___ EXERCISE INPUTS
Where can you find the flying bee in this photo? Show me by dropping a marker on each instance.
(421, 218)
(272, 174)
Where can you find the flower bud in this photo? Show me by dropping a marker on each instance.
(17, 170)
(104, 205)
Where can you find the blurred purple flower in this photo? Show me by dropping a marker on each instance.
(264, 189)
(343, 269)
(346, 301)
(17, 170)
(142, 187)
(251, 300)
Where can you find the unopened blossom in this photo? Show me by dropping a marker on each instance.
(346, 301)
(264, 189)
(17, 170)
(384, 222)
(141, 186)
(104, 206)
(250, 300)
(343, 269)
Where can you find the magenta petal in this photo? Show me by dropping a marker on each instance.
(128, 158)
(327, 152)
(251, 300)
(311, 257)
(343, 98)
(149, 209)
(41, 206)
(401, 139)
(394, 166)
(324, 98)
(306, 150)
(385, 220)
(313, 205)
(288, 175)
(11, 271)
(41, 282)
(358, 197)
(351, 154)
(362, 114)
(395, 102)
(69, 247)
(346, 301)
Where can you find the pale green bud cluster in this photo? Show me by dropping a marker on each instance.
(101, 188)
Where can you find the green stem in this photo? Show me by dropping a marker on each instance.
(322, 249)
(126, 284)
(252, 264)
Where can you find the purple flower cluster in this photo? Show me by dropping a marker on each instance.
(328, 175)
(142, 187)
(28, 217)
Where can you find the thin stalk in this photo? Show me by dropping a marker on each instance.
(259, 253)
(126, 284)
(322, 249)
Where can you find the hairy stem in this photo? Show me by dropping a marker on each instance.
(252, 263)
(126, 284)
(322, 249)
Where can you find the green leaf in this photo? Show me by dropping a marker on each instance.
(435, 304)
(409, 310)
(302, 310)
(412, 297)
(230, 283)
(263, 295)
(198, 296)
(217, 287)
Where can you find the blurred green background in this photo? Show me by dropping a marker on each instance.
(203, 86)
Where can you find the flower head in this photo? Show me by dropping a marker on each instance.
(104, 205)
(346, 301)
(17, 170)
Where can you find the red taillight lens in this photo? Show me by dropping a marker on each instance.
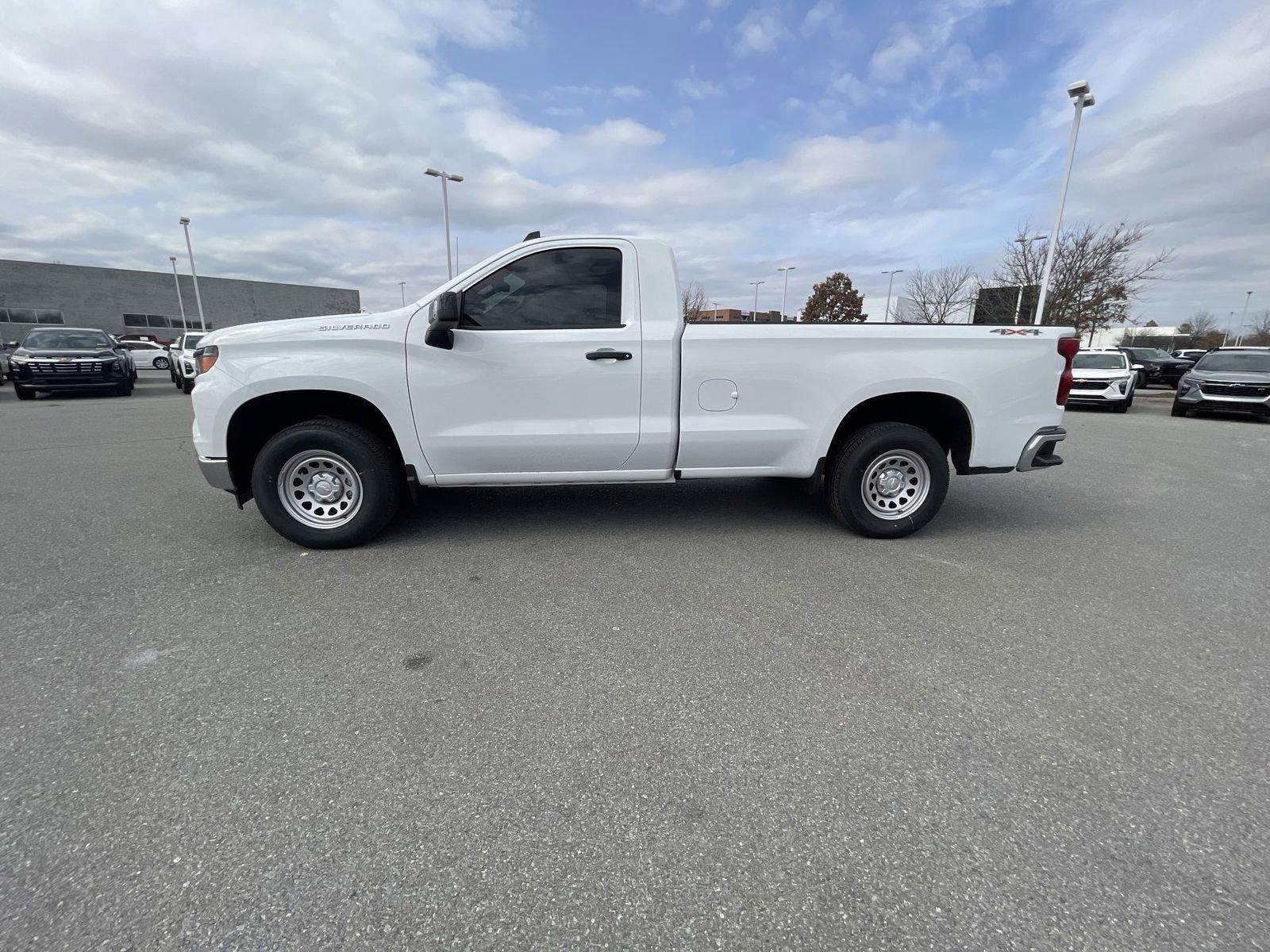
______
TASK REQUIREMENTS: Rewrite every line of the material from the line containing "Where can you find the blurred green" through the end of the material, both ends included, and shift each coordinate by adding 82 to it. Leave the pictures out of your answer.

TASK RESPONSE:
Where can you find the blurred green background in this photo? Show me by dropping a marker on each instance.
(285, 168)
Where can you find the flower head in this photo? Show me by dropping a marker on each instance.
(186, 287)
(428, 383)
(99, 252)
Where can you find the red taillight lens in this photo? Show me by dropping a marker on each instance.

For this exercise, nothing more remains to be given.